On Sunday afternoon, December 2, at 4:00 p.m., The Special Collections Library, 104 Paterno Library, will host a reading in world languages of two popular children’s books by the 19th-century German author Heinrich Hoffmann. Bettina Brandt, Senior Lecturer in German at Penn State, and her young daughter, Vera Purdy, will be joined by a number of native speakers of German, Dutch, Turkish, Italian, French, Spanish, and more – including English!—in reading Hoffmann’s Struwwelpeter, a book that has delighted children on both sides of the Atlantic since 1845, and his second book, King Nutcracker and poor Reinhold.
The story of Nutcracker traveled a long path before it became the most well-known secular Christmas tale. Heinrich Hoffmann, the author most famous for his wild Struwwelpeter, helped popularize the story with his colorful 1851 picture book, King Nutcracker and poor Reinhold. Daniel Purdy, Professor of German, will introduce the program and speak briefly about how the Nutcracker helped define Christmas celebrations as we know them today.
A reception with light refreshments will follow the readings. Children are welcome!

..........

> **TO DO**
Write the next part of the announcement of the Heinrich Hoffmann reading, picking up after its final sentence. The records have no role here.

..........

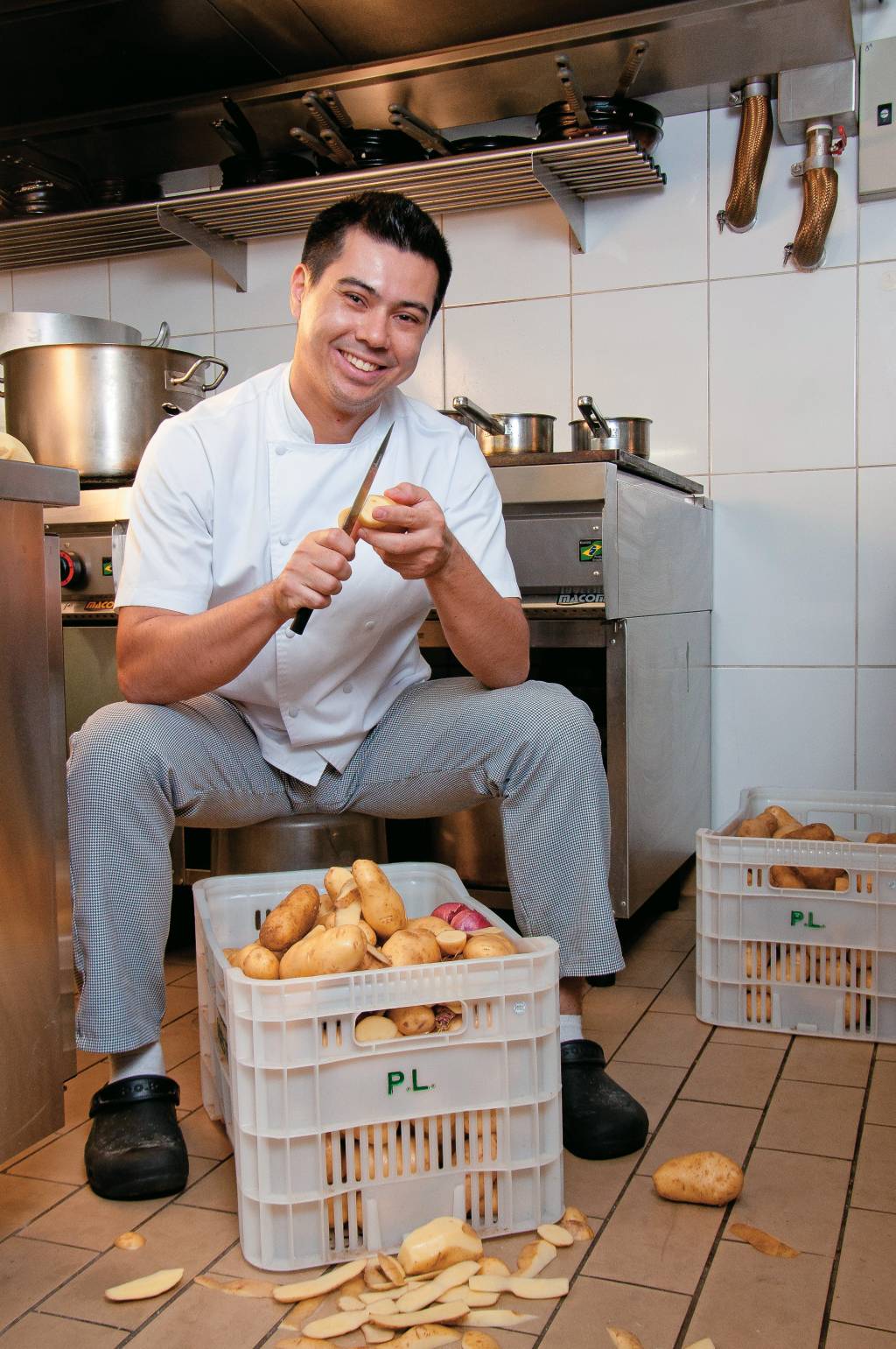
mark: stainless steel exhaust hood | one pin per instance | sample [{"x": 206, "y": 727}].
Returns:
[{"x": 119, "y": 91}]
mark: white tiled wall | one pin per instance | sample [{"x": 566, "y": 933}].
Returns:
[{"x": 778, "y": 390}]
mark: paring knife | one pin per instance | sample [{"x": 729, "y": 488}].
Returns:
[{"x": 301, "y": 620}]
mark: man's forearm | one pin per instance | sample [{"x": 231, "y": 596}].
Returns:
[
  {"x": 167, "y": 657},
  {"x": 486, "y": 631}
]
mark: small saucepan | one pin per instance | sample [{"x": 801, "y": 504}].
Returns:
[
  {"x": 508, "y": 433},
  {"x": 631, "y": 434}
]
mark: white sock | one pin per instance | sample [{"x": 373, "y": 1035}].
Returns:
[{"x": 137, "y": 1064}]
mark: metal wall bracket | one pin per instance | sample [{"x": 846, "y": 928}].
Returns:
[
  {"x": 229, "y": 254},
  {"x": 571, "y": 206}
]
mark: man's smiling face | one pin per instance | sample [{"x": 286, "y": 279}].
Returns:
[{"x": 360, "y": 326}]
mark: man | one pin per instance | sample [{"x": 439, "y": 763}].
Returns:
[{"x": 231, "y": 718}]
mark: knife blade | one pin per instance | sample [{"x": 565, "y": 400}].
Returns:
[{"x": 301, "y": 620}]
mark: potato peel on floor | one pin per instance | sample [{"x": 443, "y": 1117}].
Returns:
[{"x": 761, "y": 1241}]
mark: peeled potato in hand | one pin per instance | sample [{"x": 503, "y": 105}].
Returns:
[{"x": 366, "y": 518}]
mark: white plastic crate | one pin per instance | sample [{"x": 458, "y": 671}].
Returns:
[
  {"x": 808, "y": 962},
  {"x": 344, "y": 1147}
]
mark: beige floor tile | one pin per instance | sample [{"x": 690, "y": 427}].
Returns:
[
  {"x": 42, "y": 1331},
  {"x": 216, "y": 1190},
  {"x": 648, "y": 969},
  {"x": 594, "y": 1303},
  {"x": 204, "y": 1317},
  {"x": 796, "y": 1198},
  {"x": 701, "y": 1127},
  {"x": 30, "y": 1272},
  {"x": 756, "y": 1301},
  {"x": 733, "y": 1074},
  {"x": 837, "y": 1062},
  {"x": 654, "y": 1243},
  {"x": 875, "y": 1184},
  {"x": 651, "y": 1084},
  {"x": 175, "y": 1237},
  {"x": 881, "y": 1099},
  {"x": 678, "y": 994},
  {"x": 813, "y": 1117},
  {"x": 60, "y": 1159},
  {"x": 181, "y": 1039},
  {"x": 205, "y": 1137},
  {"x": 664, "y": 1037},
  {"x": 731, "y": 1035},
  {"x": 178, "y": 1001},
  {"x": 85, "y": 1219},
  {"x": 596, "y": 1186},
  {"x": 608, "y": 1015},
  {"x": 22, "y": 1198},
  {"x": 841, "y": 1336},
  {"x": 865, "y": 1291}
]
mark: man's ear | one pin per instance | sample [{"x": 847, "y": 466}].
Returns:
[{"x": 299, "y": 282}]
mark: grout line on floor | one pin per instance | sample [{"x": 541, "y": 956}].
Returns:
[{"x": 831, "y": 1283}]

..........

> **RESPONSE TO THE EXERCISE**
The event will conclude with a repeat screening (with new material added for the occasion) in the Mann Assembly Room of a video produced by Berlin videographers Alexander Kraudelt and Victoria Magali Herzog, featuring songs by the Tiger Lillies, a British trio often described as the forefathers of Brechtian Punk Cabaret. The entertaining video features Frau Marion Herzog-Hoinkis, whose late husband, Gerhard Hertz Herzog, was director of the Struwwelpeter Museum in Frankfurt am Main, talking about the history and influence of the boy Slovenly Peter, or Shockheaded Peter, as he is known in English. She will also reveal Hoffmann’s inspiration for his imaginative dream tale of King Nutcracker. In his autobiography, Hoffmann wrote, “I had the idea that children love stories out of a secret, magic world, and I wanted to create a fairytale among their usual toys.”
The reading will be held in conjunction with the exhibition “Heinrich Hoffmann’s Stories for Children and the Emergence of the Modern Picture Book,” on display in The Special Collections Library, 104 Paterno Library, through January 25, 2013.
The event is co-sponsored by the University Libraries, the Department of German and Slavic Languages and Literature, and the Max Kade German-American Research Institute. For more information, contact Sandra Stelts at firstname.lastname@example.org or 814-863-5388.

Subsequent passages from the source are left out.